What is being asked: Each line of the entries below that holds "keypoint" is needed, copied in full.
- Opening Delimiter -
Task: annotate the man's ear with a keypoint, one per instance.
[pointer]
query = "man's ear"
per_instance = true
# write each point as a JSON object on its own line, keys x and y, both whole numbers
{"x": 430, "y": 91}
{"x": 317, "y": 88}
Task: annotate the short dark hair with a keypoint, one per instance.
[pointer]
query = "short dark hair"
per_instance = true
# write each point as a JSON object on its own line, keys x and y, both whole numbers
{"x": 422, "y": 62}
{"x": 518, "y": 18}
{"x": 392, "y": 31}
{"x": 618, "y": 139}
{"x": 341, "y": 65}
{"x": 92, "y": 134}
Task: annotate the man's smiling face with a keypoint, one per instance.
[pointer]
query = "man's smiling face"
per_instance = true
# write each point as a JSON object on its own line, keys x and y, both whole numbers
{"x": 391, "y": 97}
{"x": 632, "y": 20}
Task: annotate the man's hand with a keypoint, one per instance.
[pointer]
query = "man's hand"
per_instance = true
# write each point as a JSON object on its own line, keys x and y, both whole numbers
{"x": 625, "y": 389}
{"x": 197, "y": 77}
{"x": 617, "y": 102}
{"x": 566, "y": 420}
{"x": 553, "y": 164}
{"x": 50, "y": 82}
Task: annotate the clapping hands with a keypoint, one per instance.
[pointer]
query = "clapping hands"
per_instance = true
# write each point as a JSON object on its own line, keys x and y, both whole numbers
- Closing Delimiter -
Answer:
Task: annotate the man's ear with a keypoint, one per instance.
Task: annotate the short dark hair with a keypoint, one per instance.
Task: annotate the man's smiling face with a keypoint, one per instance.
Task: annotate the man's hand with a keypoint, one per instance.
Task: annotate the clapping hands with a keypoint, one per instance.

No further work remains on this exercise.